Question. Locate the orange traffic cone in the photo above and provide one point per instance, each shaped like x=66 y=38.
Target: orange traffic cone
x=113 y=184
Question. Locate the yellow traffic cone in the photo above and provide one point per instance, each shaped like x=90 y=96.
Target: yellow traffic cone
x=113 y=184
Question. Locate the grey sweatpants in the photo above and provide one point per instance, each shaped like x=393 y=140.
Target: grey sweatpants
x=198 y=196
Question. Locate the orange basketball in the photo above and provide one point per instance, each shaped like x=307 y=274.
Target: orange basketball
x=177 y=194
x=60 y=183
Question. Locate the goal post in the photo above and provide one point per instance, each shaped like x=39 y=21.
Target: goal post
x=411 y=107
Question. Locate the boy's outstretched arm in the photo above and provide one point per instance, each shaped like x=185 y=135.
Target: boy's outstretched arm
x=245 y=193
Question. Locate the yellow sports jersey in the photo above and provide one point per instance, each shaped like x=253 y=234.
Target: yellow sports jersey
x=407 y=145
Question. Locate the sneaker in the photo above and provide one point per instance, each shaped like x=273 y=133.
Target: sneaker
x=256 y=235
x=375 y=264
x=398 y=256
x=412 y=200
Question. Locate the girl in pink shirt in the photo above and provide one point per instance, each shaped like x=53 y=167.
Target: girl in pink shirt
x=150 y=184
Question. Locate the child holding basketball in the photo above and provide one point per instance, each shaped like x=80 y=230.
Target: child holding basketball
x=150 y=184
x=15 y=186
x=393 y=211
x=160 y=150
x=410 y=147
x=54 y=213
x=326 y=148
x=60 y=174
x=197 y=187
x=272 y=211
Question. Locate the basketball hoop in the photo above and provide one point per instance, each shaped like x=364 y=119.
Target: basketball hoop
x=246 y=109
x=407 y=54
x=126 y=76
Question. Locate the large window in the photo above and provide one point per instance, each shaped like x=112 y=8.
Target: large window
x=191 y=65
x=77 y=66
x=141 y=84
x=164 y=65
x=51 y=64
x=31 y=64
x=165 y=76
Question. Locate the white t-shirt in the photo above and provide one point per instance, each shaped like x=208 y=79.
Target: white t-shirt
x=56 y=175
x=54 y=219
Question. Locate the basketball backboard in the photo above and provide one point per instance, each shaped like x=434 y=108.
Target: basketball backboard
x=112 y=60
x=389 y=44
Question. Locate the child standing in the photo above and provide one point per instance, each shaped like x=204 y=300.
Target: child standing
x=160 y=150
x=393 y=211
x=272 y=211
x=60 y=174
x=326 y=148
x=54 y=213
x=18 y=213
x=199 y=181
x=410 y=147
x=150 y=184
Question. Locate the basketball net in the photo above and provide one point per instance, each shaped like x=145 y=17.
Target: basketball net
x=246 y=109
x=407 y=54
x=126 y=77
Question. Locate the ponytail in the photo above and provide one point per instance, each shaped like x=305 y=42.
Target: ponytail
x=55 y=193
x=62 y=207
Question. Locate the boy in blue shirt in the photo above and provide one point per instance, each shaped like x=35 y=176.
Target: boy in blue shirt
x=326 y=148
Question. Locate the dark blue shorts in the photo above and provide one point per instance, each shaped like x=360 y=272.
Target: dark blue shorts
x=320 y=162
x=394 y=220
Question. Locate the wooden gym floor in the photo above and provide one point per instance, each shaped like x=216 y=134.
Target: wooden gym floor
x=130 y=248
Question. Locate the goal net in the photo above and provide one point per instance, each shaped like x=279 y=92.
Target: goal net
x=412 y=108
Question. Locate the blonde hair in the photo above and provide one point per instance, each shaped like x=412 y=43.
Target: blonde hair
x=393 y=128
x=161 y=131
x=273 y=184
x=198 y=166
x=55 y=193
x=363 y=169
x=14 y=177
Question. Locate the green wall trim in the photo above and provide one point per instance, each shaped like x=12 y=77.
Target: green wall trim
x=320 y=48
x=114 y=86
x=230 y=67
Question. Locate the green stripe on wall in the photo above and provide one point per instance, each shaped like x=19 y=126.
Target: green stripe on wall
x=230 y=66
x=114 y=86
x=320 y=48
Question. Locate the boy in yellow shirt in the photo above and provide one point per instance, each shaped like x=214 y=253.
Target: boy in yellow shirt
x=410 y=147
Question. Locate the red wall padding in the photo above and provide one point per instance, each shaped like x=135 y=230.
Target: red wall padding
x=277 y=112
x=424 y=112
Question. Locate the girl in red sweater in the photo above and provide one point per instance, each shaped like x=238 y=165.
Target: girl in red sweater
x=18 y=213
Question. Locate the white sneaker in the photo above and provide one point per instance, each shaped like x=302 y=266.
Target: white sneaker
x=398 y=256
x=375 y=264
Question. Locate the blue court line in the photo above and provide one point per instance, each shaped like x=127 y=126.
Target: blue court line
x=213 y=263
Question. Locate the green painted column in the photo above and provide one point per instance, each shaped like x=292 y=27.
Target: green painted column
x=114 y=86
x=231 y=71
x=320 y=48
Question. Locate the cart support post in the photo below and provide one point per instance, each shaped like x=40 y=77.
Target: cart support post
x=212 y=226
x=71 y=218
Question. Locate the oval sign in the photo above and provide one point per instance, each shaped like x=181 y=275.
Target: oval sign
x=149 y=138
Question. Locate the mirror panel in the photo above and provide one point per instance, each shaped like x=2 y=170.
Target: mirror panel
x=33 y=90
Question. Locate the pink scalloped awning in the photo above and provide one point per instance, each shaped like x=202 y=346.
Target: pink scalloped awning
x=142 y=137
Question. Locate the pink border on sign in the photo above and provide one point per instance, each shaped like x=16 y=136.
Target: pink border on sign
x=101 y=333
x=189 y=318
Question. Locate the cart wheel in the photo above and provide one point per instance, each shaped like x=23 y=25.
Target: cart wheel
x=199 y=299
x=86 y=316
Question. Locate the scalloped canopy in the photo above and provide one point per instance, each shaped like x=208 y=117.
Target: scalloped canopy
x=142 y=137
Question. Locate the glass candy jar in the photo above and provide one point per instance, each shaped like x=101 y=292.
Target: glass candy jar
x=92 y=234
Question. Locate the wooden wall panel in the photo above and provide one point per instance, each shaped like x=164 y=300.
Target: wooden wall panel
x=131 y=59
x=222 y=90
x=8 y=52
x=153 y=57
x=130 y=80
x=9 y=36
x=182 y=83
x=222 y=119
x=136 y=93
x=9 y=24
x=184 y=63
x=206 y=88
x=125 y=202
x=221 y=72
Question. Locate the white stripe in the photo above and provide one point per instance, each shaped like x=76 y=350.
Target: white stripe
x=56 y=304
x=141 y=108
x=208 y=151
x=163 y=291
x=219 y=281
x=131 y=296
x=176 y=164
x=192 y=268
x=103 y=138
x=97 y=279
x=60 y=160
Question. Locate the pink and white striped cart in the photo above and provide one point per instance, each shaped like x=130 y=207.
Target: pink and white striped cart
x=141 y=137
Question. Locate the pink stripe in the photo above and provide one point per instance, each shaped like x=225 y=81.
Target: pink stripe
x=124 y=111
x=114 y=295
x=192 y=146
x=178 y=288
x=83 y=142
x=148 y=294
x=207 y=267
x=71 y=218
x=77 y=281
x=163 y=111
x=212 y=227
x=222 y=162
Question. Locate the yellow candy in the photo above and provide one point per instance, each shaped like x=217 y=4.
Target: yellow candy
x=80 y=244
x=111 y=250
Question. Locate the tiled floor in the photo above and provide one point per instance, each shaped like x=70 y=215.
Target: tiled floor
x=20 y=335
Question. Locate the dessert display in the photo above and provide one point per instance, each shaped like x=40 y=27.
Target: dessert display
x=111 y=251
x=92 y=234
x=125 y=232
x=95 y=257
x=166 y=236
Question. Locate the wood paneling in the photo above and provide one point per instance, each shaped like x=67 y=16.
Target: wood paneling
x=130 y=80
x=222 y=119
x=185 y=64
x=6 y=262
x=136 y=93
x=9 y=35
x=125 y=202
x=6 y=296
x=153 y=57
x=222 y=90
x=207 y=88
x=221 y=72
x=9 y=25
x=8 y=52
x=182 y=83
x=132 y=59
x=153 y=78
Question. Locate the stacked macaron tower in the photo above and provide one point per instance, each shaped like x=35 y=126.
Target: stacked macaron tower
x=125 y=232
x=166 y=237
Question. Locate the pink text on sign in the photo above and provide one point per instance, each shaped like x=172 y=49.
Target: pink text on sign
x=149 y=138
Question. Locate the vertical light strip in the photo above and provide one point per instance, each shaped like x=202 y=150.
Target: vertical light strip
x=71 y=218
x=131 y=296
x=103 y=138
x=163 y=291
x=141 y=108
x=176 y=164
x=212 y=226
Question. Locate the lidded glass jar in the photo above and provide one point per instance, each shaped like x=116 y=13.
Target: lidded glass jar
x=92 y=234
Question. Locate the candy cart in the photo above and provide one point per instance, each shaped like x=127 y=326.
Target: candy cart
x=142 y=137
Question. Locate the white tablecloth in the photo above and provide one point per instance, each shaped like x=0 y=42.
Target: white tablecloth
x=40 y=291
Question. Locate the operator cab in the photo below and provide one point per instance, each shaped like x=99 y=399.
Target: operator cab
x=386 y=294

---

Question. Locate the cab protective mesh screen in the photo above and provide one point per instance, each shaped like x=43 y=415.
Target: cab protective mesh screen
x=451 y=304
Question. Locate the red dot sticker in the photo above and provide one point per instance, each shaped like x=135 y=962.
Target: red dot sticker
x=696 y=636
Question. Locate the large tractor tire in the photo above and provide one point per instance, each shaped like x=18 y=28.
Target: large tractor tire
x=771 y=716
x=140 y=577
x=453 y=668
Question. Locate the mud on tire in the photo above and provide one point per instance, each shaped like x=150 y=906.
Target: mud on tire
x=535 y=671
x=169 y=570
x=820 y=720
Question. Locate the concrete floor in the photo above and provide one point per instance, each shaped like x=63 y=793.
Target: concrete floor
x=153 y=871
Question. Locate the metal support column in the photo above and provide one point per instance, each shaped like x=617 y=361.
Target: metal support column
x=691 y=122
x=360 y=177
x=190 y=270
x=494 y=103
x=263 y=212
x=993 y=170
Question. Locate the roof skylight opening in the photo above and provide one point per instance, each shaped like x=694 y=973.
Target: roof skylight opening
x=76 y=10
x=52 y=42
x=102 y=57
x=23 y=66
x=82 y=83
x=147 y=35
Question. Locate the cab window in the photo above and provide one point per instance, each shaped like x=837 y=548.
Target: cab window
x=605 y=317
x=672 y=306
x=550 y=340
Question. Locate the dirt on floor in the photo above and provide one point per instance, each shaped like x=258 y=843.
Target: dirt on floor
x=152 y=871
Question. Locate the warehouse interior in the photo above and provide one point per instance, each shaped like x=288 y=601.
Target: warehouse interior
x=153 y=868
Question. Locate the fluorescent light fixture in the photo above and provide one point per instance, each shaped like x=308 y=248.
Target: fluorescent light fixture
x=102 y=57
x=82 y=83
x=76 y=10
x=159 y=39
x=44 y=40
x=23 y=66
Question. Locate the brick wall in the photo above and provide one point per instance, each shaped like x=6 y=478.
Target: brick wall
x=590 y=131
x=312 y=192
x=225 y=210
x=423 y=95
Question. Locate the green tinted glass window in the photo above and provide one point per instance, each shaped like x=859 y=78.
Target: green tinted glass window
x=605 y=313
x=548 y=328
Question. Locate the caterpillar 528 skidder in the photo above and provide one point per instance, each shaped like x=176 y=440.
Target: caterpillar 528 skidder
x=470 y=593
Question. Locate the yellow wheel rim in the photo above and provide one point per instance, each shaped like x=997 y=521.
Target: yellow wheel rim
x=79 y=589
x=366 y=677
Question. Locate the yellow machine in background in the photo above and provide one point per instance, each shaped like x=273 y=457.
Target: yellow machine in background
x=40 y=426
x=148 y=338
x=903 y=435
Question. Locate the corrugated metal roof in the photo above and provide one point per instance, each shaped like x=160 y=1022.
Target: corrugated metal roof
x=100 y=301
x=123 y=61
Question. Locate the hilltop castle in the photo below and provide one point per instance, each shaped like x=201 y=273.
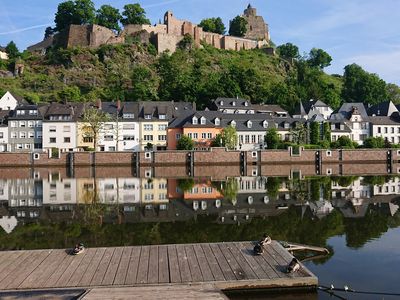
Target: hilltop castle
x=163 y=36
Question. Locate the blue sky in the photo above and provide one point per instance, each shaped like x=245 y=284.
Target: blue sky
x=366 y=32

_Exercise task_. Copy the material above word for word, from the line containing "Question. Locate the pink stripe" up to and including the line containing "x=111 y=250".

_The completed task_.
Question. Locate the pink stripe in the photo above and provide one point per instance, each shaped like x=225 y=81.
Target: pink stripe
x=124 y=111
x=114 y=295
x=192 y=146
x=178 y=288
x=83 y=142
x=148 y=294
x=207 y=267
x=71 y=218
x=77 y=281
x=163 y=111
x=212 y=227
x=222 y=162
Question. Locate the yellow candy in the photo above and provide one point per instance, each shaped like x=217 y=4.
Target: yellow candy
x=80 y=244
x=111 y=250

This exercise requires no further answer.